Entries shown:
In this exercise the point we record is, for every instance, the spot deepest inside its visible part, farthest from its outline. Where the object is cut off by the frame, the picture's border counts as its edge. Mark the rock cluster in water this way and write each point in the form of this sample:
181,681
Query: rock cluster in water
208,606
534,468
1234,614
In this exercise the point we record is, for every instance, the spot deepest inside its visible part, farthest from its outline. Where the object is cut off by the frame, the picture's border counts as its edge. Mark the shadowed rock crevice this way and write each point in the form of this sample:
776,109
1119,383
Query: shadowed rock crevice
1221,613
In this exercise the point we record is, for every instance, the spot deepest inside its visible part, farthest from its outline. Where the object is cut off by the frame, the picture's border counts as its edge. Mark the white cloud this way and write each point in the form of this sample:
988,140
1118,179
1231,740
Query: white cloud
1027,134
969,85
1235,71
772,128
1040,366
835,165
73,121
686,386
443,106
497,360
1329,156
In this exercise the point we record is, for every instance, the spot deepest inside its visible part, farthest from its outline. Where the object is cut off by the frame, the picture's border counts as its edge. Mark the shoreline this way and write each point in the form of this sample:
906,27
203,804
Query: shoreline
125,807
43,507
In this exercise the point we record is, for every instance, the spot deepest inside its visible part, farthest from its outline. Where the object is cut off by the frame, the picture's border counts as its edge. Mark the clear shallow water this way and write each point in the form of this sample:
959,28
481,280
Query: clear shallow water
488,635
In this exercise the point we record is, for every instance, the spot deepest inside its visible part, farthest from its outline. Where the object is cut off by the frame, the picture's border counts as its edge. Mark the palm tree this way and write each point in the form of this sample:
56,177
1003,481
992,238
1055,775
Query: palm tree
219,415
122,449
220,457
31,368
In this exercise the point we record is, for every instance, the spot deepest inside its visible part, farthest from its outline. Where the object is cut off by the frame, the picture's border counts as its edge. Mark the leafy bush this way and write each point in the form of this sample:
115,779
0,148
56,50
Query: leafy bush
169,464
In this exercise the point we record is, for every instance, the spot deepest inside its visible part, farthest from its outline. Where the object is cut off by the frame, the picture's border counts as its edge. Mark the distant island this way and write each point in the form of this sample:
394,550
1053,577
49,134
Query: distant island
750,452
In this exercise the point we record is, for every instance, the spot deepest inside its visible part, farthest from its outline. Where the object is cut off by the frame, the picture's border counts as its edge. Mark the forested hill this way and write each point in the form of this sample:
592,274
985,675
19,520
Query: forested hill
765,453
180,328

Problem description: Starting at the line that contains "Mark the palm" and continuing through the end of the items, write out every line again, requests included, with each coordinate in the answer points shifted up by 38. Leave the requests and their sample points unchanged.

Response to the exercise:
In this exercise the point we record is, for every instance, the spot deepest inside its visible part, farthest from its outline. Where the object is cut off by the frame, the picture's border counts as its edge. Mark the palm tree this way and write each point in the form of this sample:
56,177
1003,481
992,238
1055,775
Query: palm tree
257,453
160,487
258,495
69,406
In this exercise the point we record is, for every instance, the spot deepest inside its visible part, farthest from its outline. Where the object is cut off by the frame, the picture's border counts as its edge. Mark the leafy bush this way and write each point in the form of this sample:
115,779
0,148
56,50
Query: leafy bush
207,502
In this exercise the point we record is, for every instance, the spot deepest inside its visible part, farthest from its outline. Where the object is cut off by the frame, the picture's border counts as its edge. Mark the distant island this way and write each point in the form of this sample:
394,550
1053,577
49,134
Query: distant island
788,490
In this exercise the point we record is, for every instance, the spot deepest inside its visible part, farthest from its outline. Where the object is cut off by the frame, the picture's border counts as its edge. Mark the forested hill this way and write each point in the form of this sample:
592,274
985,675
19,520
Query: forested hill
803,491
218,366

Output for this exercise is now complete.